WHAT IS NEEDED –
Reproduce the records below in full and word for word, excluding pictures.

PROVIDED RECORDS –
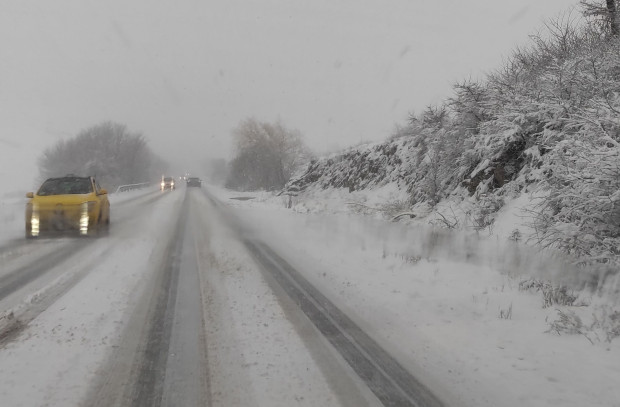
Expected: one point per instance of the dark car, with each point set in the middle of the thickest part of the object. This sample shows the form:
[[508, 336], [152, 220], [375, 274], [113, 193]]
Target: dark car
[[167, 183], [194, 182]]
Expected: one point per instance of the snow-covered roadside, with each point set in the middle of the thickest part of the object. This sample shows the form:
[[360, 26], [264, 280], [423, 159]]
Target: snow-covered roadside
[[58, 354], [463, 324]]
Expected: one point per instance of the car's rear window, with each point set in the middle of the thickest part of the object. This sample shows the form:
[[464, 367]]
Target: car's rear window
[[65, 186]]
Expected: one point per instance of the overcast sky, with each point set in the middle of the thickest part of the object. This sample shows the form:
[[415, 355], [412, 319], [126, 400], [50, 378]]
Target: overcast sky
[[186, 72]]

WRITTEN SOLUTION –
Expected: one point per instance of the dark car, with each point set in the middle of the thickest part of the object. This sample shows the form:
[[508, 336], [152, 220], [375, 274], [113, 193]]
Target: dark car
[[167, 183], [194, 182]]
Expected: one point per instance of the snow-covered roadside, with each point set in the middle of the thickest part of the object. This sample shows the form:
[[360, 26], [264, 280], [423, 159]]
Target: snow-covered roadside
[[58, 354], [463, 324]]
Expected: one point per instance of the car's rear window, with each point set in the middle of the thickest part of the object. This sample shows the form:
[[464, 367]]
Target: car's rear window
[[65, 186]]
Expected: one point per instance of the overcast sky, with each point set in the middle of the thickest part of the object. This sample shows the form:
[[415, 355], [412, 319], [126, 400], [50, 378]]
Target: overcast sky
[[186, 72]]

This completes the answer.